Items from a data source
+ + +

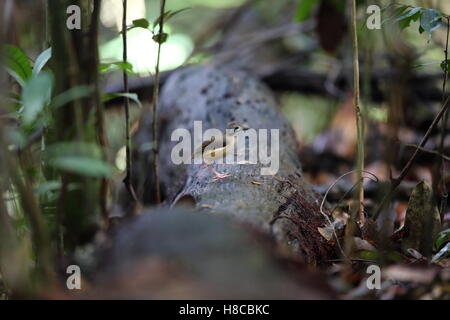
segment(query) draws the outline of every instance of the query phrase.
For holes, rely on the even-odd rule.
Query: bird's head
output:
[[[237,136],[239,133],[243,131],[247,131],[249,127],[246,124],[242,124],[240,122],[230,122],[227,125],[227,135]]]

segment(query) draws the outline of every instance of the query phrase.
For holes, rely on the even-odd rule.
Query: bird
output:
[[[245,124],[241,124],[239,122],[230,122],[228,123],[225,130],[225,139],[224,141],[216,141],[215,137],[212,137],[210,140],[204,141],[202,145],[194,151],[192,155],[192,159],[197,157],[203,157],[208,168],[214,173],[213,181],[225,179],[230,175],[227,173],[220,173],[216,169],[212,167],[212,163],[215,160],[223,159],[226,157],[227,153],[230,150],[233,150],[237,136],[247,131],[249,127]]]

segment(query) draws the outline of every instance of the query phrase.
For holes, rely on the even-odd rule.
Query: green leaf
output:
[[[87,142],[59,142],[47,146],[46,159],[61,157],[61,156],[82,156],[90,158],[102,157],[102,150],[95,143]]]
[[[171,18],[173,18],[175,15],[179,14],[180,12],[183,12],[183,11],[186,11],[186,10],[189,10],[189,9],[191,9],[191,8],[183,8],[183,9],[176,10],[176,11],[168,10],[168,11],[164,12],[164,15],[163,15],[163,17],[164,17],[164,22],[169,21]],[[153,29],[155,29],[156,26],[157,26],[160,22],[161,22],[161,16],[159,16],[159,17],[153,22]]]
[[[46,151],[45,162],[59,170],[89,177],[109,177],[114,172],[94,143],[61,142],[48,146]]]
[[[166,22],[166,18],[167,18],[167,16],[168,16],[171,12],[172,12],[171,10],[164,12],[164,15],[163,15],[163,17],[164,17],[164,22]],[[160,22],[161,22],[161,16],[159,16],[158,18],[156,18],[156,20],[153,22],[153,29],[155,29],[156,26],[157,26]]]
[[[427,9],[420,16],[420,26],[431,36],[442,25],[442,13],[436,9]]]
[[[53,76],[49,72],[41,72],[27,81],[22,90],[23,121],[29,124],[50,103],[52,96]]]
[[[43,51],[37,58],[33,67],[33,75],[37,75],[41,72],[42,68],[47,64],[48,60],[52,57],[52,48],[48,48]]]
[[[403,19],[411,18],[412,16],[416,15],[417,13],[420,13],[420,11],[422,11],[422,9],[423,9],[422,7],[412,8],[406,14],[401,15],[400,17],[396,18],[395,21],[400,21]]]
[[[387,9],[390,9],[392,6],[393,6],[393,5],[389,5],[389,6],[387,6],[386,8],[383,8],[381,11],[383,12],[383,11],[385,11],[385,10],[387,10]],[[383,25],[383,24],[385,24],[385,23],[388,22],[388,21],[391,21],[391,20],[393,20],[393,19],[397,19],[397,18],[401,17],[401,16],[406,12],[406,10],[408,10],[409,8],[412,8],[412,6],[410,6],[410,5],[402,5],[402,6],[399,6],[398,8],[396,8],[396,9],[393,11],[392,15],[391,15],[389,18],[384,19],[384,20],[381,22],[381,24]]]
[[[450,229],[439,232],[436,237],[436,248],[440,249],[445,243],[450,241]]]
[[[70,88],[69,90],[54,97],[52,101],[52,106],[55,109],[62,107],[76,99],[88,97],[93,92],[94,88],[92,88],[91,86],[78,86]]]
[[[142,103],[136,93],[106,93],[103,95],[103,102],[108,102],[116,98],[128,98],[136,102],[139,108],[142,108]]]
[[[400,17],[406,10],[409,8],[413,8],[411,5],[401,5],[397,9],[394,10],[392,18]]]
[[[11,128],[5,133],[8,143],[13,144],[17,149],[22,149],[26,146],[28,139],[20,127]]]
[[[61,188],[60,181],[46,181],[33,188],[33,192],[37,195],[44,195],[50,191],[57,191]]]
[[[417,21],[422,14],[423,8],[412,8],[406,14],[398,17],[395,21],[399,22],[400,29],[405,29],[411,25],[411,21]]]
[[[436,262],[450,255],[450,242],[448,242],[438,253],[431,259],[431,262]]]
[[[31,77],[30,59],[22,49],[12,45],[5,45],[5,66],[8,73],[21,85]]]
[[[95,178],[110,177],[113,168],[100,159],[81,156],[62,156],[51,159],[49,165],[63,171]]]
[[[413,14],[411,16],[411,20],[412,21],[417,21],[420,19],[420,16],[422,15],[423,9],[419,10],[418,12],[416,12],[415,14]]]
[[[133,65],[129,62],[116,61],[110,63],[101,63],[99,67],[100,73],[107,73],[111,71],[122,70],[128,73],[133,72]]]
[[[357,253],[358,257],[364,260],[376,260],[379,256],[378,251],[361,250]]]
[[[432,65],[441,65],[441,68],[443,67],[444,61],[433,61],[433,62],[427,62],[427,63],[419,63],[413,66],[413,68],[421,68],[421,67],[427,67],[427,66],[432,66]]]
[[[179,9],[179,10],[175,10],[172,11],[168,16],[167,16],[167,20],[172,19],[174,16],[176,16],[177,14],[186,11],[186,10],[190,10],[191,8],[183,8],[183,9]]]
[[[303,22],[307,20],[318,2],[318,0],[300,0],[295,14],[295,21]]]
[[[392,262],[400,262],[403,261],[403,256],[397,251],[389,251],[386,253],[386,259]]]
[[[411,19],[408,18],[408,19],[401,20],[401,21],[399,21],[398,25],[400,27],[400,30],[406,29],[411,25]]]
[[[131,30],[134,28],[148,29],[149,26],[150,26],[150,22],[147,19],[142,18],[142,19],[133,20],[133,24],[131,26],[129,26],[127,30]]]
[[[450,66],[450,60],[444,60],[441,62],[441,69],[442,71],[449,71],[449,66]]]
[[[161,34],[155,34],[152,39],[153,41],[155,41],[156,43],[159,44],[163,44],[164,42],[167,41],[167,38],[169,37],[169,35],[167,33],[161,33]]]

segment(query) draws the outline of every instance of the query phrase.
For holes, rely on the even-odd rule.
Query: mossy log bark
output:
[[[164,85],[159,112],[160,176],[167,205],[190,203],[214,214],[232,215],[273,231],[310,264],[329,259],[330,251],[317,231],[325,223],[320,196],[302,178],[295,134],[260,81],[245,72],[215,66],[185,68]],[[134,143],[137,175],[133,180],[146,204],[154,202],[153,173],[149,172],[152,151],[136,150],[149,149],[150,119],[151,115],[144,117]],[[205,165],[175,165],[171,152],[178,141],[171,141],[171,134],[179,128],[193,132],[194,121],[202,121],[203,130],[223,130],[231,121],[254,129],[279,129],[279,171],[261,175],[266,165],[260,163],[214,164],[231,176],[212,181]],[[147,177],[142,181],[144,173]]]

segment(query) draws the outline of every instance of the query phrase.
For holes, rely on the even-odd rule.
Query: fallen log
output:
[[[332,252],[317,230],[325,224],[319,210],[321,198],[302,177],[294,132],[265,85],[242,71],[215,66],[184,68],[169,77],[160,101],[159,166],[167,205],[189,203],[272,231],[313,265],[330,258]],[[261,162],[213,164],[230,177],[212,181],[205,165],[174,164],[171,153],[178,141],[171,141],[171,135],[180,128],[192,132],[194,121],[202,121],[203,130],[223,130],[233,121],[254,129],[278,129],[278,172],[261,175]],[[133,177],[144,204],[154,203],[153,154],[148,147],[151,132],[151,115],[146,114],[134,139]]]
[[[142,212],[120,225],[97,256],[91,286],[75,298],[336,297],[323,275],[282,254],[267,234],[186,209]]]

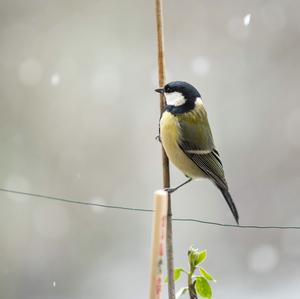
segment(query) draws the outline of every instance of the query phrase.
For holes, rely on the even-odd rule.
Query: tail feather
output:
[[[227,204],[228,204],[228,206],[229,206],[229,208],[230,208],[230,210],[231,210],[231,212],[234,216],[234,219],[235,219],[236,223],[239,224],[239,213],[236,209],[236,206],[235,206],[235,204],[232,200],[232,197],[231,197],[229,191],[226,190],[226,189],[221,189],[221,188],[220,188],[220,191],[222,192],[222,194],[223,194],[223,196],[224,196],[224,198],[225,198],[225,200],[226,200],[226,202],[227,202]]]

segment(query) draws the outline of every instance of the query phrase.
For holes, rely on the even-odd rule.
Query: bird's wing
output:
[[[192,114],[193,118],[179,117],[182,141],[190,150],[212,151],[215,148],[205,111]]]
[[[179,124],[181,149],[219,188],[227,190],[223,165],[214,146],[206,113],[197,121],[181,119]]]

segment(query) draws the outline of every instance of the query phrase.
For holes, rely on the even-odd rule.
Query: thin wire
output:
[[[16,190],[11,190],[11,189],[6,189],[6,188],[0,188],[0,191],[19,194],[19,195],[51,199],[51,200],[56,200],[56,201],[60,201],[60,202],[70,203],[70,204],[96,206],[96,207],[102,207],[102,208],[107,208],[107,209],[127,210],[127,211],[133,211],[133,212],[153,212],[152,209],[141,209],[141,208],[115,206],[115,205],[104,205],[104,204],[100,204],[100,203],[78,201],[78,200],[66,199],[66,198],[61,198],[61,197],[42,195],[42,194],[37,194],[37,193],[16,191]],[[231,227],[231,228],[239,228],[239,229],[295,229],[295,230],[300,230],[300,226],[237,225],[237,224],[226,224],[226,223],[219,223],[219,222],[212,222],[212,221],[204,221],[204,220],[199,220],[199,219],[194,219],[194,218],[172,218],[172,220],[177,221],[177,222],[196,222],[196,223],[208,224],[208,225],[213,225],[213,226]]]
[[[52,200],[66,202],[66,203],[79,204],[79,205],[85,205],[85,206],[95,206],[95,207],[102,207],[102,208],[107,208],[107,209],[128,210],[128,211],[136,211],[136,212],[153,212],[153,210],[150,210],[150,209],[139,209],[139,208],[132,208],[132,207],[104,205],[104,204],[100,204],[100,203],[78,201],[78,200],[66,199],[66,198],[61,198],[61,197],[41,195],[41,194],[36,194],[36,193],[15,191],[15,190],[10,190],[10,189],[5,189],[5,188],[0,188],[0,191],[14,193],[14,194],[20,194],[20,195],[52,199]]]
[[[249,228],[249,229],[300,229],[300,226],[275,226],[275,225],[237,225],[237,224],[226,224],[212,221],[204,221],[193,218],[173,218],[173,221],[180,222],[197,222],[202,224],[209,224],[214,226],[222,227],[234,227],[234,228]]]

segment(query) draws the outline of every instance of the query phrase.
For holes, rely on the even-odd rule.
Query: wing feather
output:
[[[238,211],[228,191],[223,165],[220,155],[215,149],[202,102],[190,114],[186,113],[178,116],[178,118],[181,128],[180,140],[178,141],[180,148],[217,185],[238,223]]]
[[[181,128],[179,146],[218,187],[227,190],[223,165],[214,146],[206,113],[198,113],[196,116],[197,121],[190,121],[188,118],[179,120]]]

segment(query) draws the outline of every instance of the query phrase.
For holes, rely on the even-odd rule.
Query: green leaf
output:
[[[207,252],[206,250],[202,250],[198,253],[197,259],[196,259],[196,266],[202,263],[206,259]]]
[[[185,272],[182,268],[175,268],[174,269],[174,281],[180,278],[181,272]]]
[[[189,290],[188,287],[180,288],[176,293],[176,299],[178,299],[180,296],[184,295]]]
[[[175,268],[174,269],[174,281],[180,278],[181,272],[185,272],[182,268]],[[165,282],[168,282],[168,276],[165,278]]]
[[[190,247],[190,249],[189,249],[189,251],[188,251],[189,264],[190,264],[191,266],[194,265],[195,251],[196,251],[196,249],[193,248],[192,246]]]
[[[212,290],[211,287],[204,277],[197,277],[196,280],[196,291],[203,298],[211,298]]]
[[[200,273],[207,279],[207,280],[210,280],[210,281],[214,281],[215,280],[213,279],[213,277],[203,268],[200,268]]]
[[[206,250],[200,251],[197,248],[190,247],[188,257],[191,268],[195,268],[206,259]]]

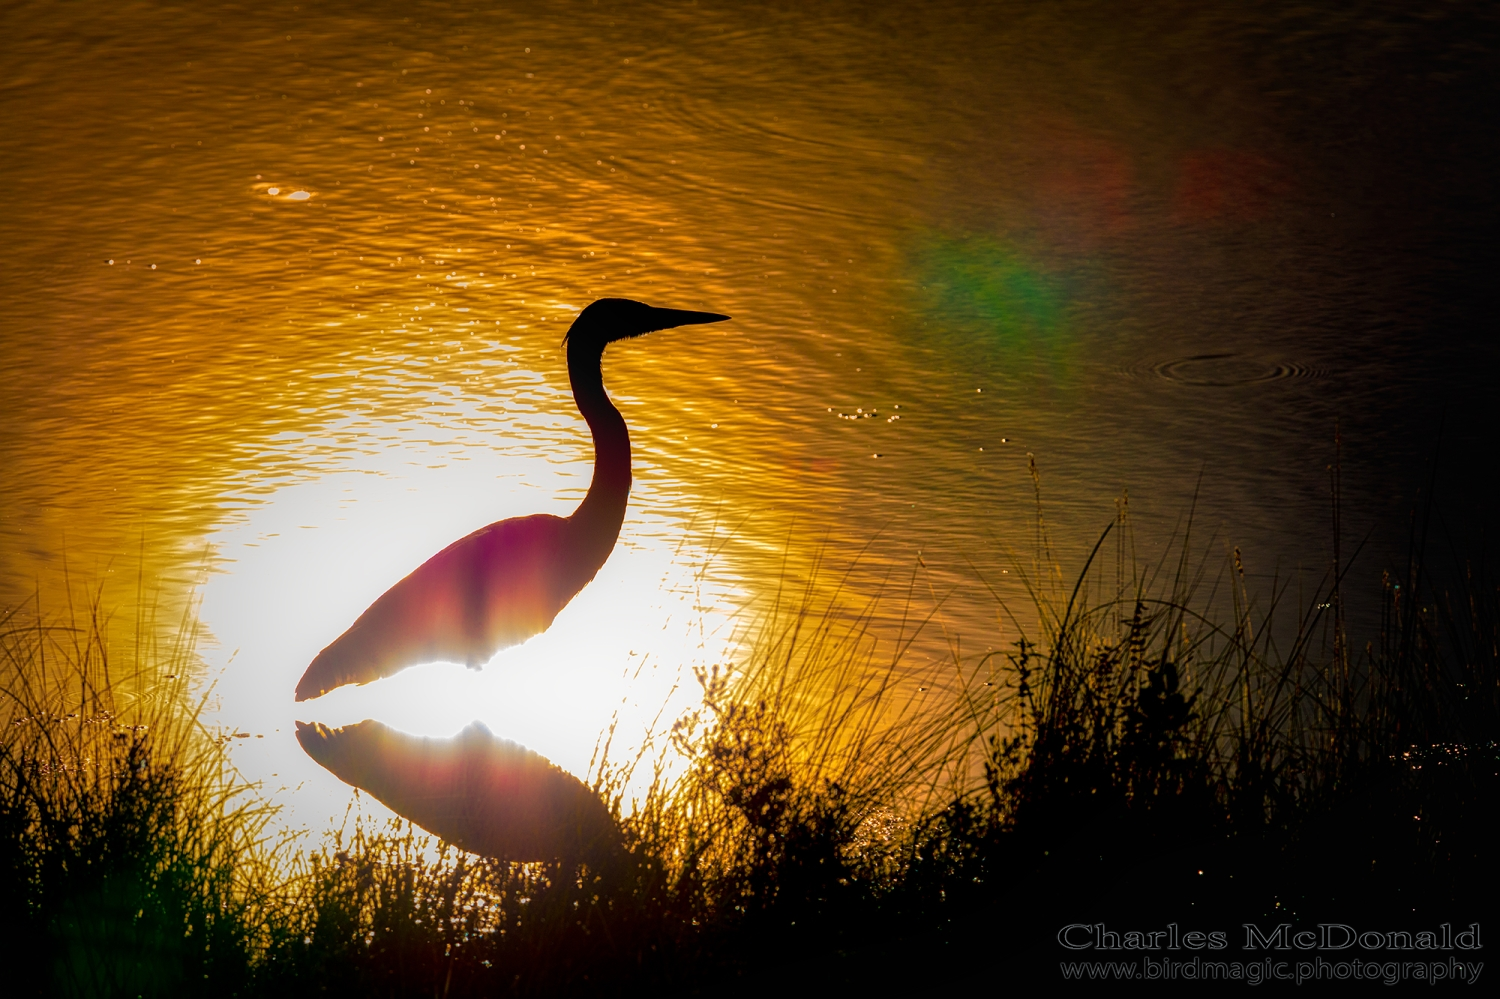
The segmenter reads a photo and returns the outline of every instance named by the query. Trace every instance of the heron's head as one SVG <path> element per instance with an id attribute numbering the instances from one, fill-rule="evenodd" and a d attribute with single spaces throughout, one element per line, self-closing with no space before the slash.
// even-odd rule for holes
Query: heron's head
<path id="1" fill-rule="evenodd" d="M 728 318 L 717 312 L 658 309 L 628 298 L 601 298 L 578 314 L 578 318 L 568 328 L 567 335 L 563 337 L 563 343 L 597 347 L 602 351 L 616 340 L 626 340 L 674 326 L 721 323 Z"/>

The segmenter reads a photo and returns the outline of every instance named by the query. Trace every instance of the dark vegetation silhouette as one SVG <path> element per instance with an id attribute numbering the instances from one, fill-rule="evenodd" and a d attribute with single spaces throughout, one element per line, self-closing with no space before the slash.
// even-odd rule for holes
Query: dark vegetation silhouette
<path id="1" fill-rule="evenodd" d="M 498 521 L 432 556 L 318 653 L 297 700 L 420 663 L 479 669 L 547 630 L 609 558 L 630 498 L 630 435 L 604 391 L 604 349 L 728 318 L 624 298 L 579 313 L 563 338 L 573 400 L 594 439 L 594 475 L 578 509 Z M 374 721 L 342 729 L 299 722 L 297 741 L 339 779 L 475 852 L 529 861 L 614 846 L 602 805 L 576 778 L 483 728 L 444 745 Z"/>
<path id="2" fill-rule="evenodd" d="M 1013 570 L 1039 632 L 940 673 L 876 640 L 876 604 L 789 586 L 662 733 L 685 769 L 597 769 L 618 848 L 528 863 L 425 849 L 405 824 L 270 840 L 214 733 L 154 681 L 189 672 L 190 628 L 122 667 L 97 609 L 14 611 L 8 991 L 920 993 L 1052 985 L 1072 922 L 1482 922 L 1500 832 L 1486 563 L 1439 589 L 1418 549 L 1356 648 L 1345 567 L 1256 604 L 1238 552 L 1220 566 L 1185 533 L 1138 567 L 1128 536 L 1122 511 L 1064 583 L 1042 535 Z M 884 599 L 920 622 L 917 592 Z"/>

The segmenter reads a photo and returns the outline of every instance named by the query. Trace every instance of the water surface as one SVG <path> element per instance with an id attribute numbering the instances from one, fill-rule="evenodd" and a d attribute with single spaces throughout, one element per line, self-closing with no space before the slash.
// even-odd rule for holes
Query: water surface
<path id="1" fill-rule="evenodd" d="M 922 654 L 1001 646 L 975 579 L 1024 607 L 1028 455 L 1064 572 L 1128 493 L 1139 559 L 1191 510 L 1264 592 L 1329 565 L 1337 428 L 1373 593 L 1440 437 L 1460 507 L 1493 454 L 1493 21 L 10 5 L 0 597 L 58 606 L 64 566 L 198 594 L 244 765 L 284 779 L 312 654 L 581 497 L 559 341 L 605 295 L 735 321 L 607 356 L 638 477 L 600 585 L 484 674 L 320 720 L 488 712 L 581 771 L 820 548 L 829 586 L 858 555 L 851 606 L 942 600 Z"/>

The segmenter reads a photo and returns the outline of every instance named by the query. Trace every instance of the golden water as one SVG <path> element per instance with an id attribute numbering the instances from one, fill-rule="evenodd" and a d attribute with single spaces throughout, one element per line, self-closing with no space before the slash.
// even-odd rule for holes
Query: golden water
<path id="1" fill-rule="evenodd" d="M 606 295 L 734 322 L 606 357 L 637 484 L 599 583 L 482 674 L 301 716 L 480 715 L 581 771 L 820 545 L 828 585 L 863 552 L 851 606 L 943 599 L 919 654 L 997 646 L 1028 453 L 1070 568 L 1128 489 L 1144 561 L 1196 496 L 1205 550 L 1320 573 L 1335 418 L 1346 519 L 1404 509 L 1428 414 L 1383 407 L 1444 313 L 1392 179 L 1426 161 L 1370 124 L 1399 12 L 808 6 L 7 6 L 4 602 L 64 564 L 197 594 L 242 765 L 331 791 L 296 677 L 448 541 L 577 502 L 559 341 Z"/>

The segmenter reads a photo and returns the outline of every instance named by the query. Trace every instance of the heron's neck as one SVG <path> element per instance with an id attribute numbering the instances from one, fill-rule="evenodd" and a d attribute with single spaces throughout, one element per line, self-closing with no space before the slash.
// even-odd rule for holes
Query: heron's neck
<path id="1" fill-rule="evenodd" d="M 569 519 L 601 545 L 607 557 L 630 499 L 630 435 L 624 417 L 604 394 L 599 370 L 604 351 L 575 343 L 568 344 L 568 379 L 573 383 L 573 401 L 594 435 L 594 478 L 588 495 Z"/>

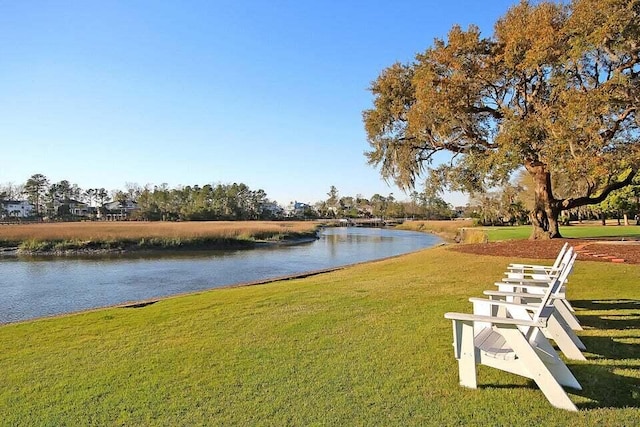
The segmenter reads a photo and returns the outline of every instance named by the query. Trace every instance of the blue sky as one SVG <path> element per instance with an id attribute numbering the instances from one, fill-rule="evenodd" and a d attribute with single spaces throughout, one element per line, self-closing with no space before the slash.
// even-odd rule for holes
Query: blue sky
<path id="1" fill-rule="evenodd" d="M 0 0 L 0 183 L 405 199 L 363 154 L 369 84 L 515 2 Z"/>

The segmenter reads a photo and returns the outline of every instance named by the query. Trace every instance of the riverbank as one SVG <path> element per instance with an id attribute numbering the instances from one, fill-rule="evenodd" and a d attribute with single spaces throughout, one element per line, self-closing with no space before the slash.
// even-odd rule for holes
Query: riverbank
<path id="1" fill-rule="evenodd" d="M 320 227 L 326 225 L 309 221 L 14 224 L 0 227 L 0 257 L 251 249 L 307 243 L 317 239 Z M 460 242 L 460 230 L 470 225 L 470 221 L 405 221 L 394 228 L 430 233 L 453 243 Z"/>
<path id="2" fill-rule="evenodd" d="M 50 223 L 0 228 L 0 256 L 246 249 L 317 238 L 309 222 Z"/>
<path id="3" fill-rule="evenodd" d="M 384 259 L 431 247 L 427 233 L 328 228 L 308 244 L 251 250 L 132 252 L 0 259 L 0 323 L 143 301 Z"/>
<path id="4" fill-rule="evenodd" d="M 525 259 L 518 259 L 526 261 Z M 424 250 L 304 279 L 0 327 L 8 425 L 633 425 L 638 265 L 578 261 L 578 413 L 526 379 L 458 385 L 446 311 L 513 256 Z M 533 260 L 532 260 L 533 261 Z M 631 337 L 631 338 L 630 338 Z"/>
<path id="5" fill-rule="evenodd" d="M 473 225 L 471 220 L 457 221 L 404 221 L 396 226 L 398 230 L 420 231 L 422 233 L 431 233 L 440 237 L 449 243 L 461 243 L 468 240 L 468 235 L 463 236 L 462 230 Z M 469 234 L 469 233 L 467 233 Z"/>

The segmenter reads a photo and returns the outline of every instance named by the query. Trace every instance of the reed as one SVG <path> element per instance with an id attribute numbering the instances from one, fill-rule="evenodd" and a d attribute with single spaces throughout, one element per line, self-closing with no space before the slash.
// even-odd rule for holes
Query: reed
<path id="1" fill-rule="evenodd" d="M 206 246 L 311 236 L 313 222 L 74 222 L 0 227 L 0 247 L 24 251 Z"/>
<path id="2" fill-rule="evenodd" d="M 312 222 L 62 222 L 0 227 L 2 240 L 139 239 L 143 237 L 238 237 L 304 233 Z"/>
<path id="3" fill-rule="evenodd" d="M 400 230 L 411 231 L 423 231 L 428 233 L 437 234 L 445 239 L 454 240 L 459 234 L 460 230 L 466 227 L 472 227 L 473 221 L 471 220 L 457 220 L 457 221 L 405 221 L 397 228 Z"/>

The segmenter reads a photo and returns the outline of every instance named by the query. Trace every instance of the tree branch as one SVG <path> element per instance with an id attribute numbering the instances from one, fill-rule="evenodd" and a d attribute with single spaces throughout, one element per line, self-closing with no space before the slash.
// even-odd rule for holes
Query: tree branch
<path id="1" fill-rule="evenodd" d="M 494 119 L 502 119 L 504 115 L 495 108 L 491 108 L 489 106 L 483 105 L 482 107 L 469 107 L 467 110 L 469 113 L 477 114 L 477 113 L 489 113 L 491 117 Z"/>
<path id="2" fill-rule="evenodd" d="M 604 199 L 606 199 L 607 196 L 612 191 L 619 190 L 631 184 L 631 181 L 633 180 L 633 178 L 636 176 L 637 173 L 638 173 L 637 169 L 635 168 L 632 169 L 625 179 L 623 179 L 622 181 L 616 181 L 607 185 L 602 190 L 602 192 L 595 197 L 587 196 L 587 197 L 578 197 L 576 199 L 572 199 L 572 198 L 564 199 L 560 201 L 560 205 L 562 206 L 562 209 L 572 209 L 572 208 L 577 208 L 578 206 L 594 205 L 594 204 L 600 203 L 604 201 Z"/>
<path id="3" fill-rule="evenodd" d="M 618 115 L 618 118 L 613 122 L 613 127 L 600 133 L 600 137 L 605 141 L 610 141 L 620 129 L 620 123 L 624 122 L 631 113 L 636 111 L 636 106 L 628 107 L 622 113 Z"/>

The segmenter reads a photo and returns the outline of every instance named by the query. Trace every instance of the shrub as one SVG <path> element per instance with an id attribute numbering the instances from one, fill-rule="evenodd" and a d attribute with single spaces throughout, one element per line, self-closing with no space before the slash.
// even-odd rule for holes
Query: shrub
<path id="1" fill-rule="evenodd" d="M 487 233 L 481 230 L 474 230 L 470 228 L 461 228 L 456 241 L 460 243 L 487 243 L 489 236 Z"/>

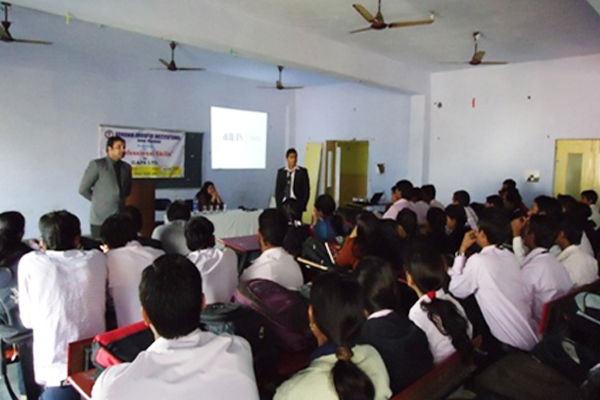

+ + +

__Your task__:
Which lines of the entries contain "feather"? Count them and write only the number.

__Response to the exercise__:
2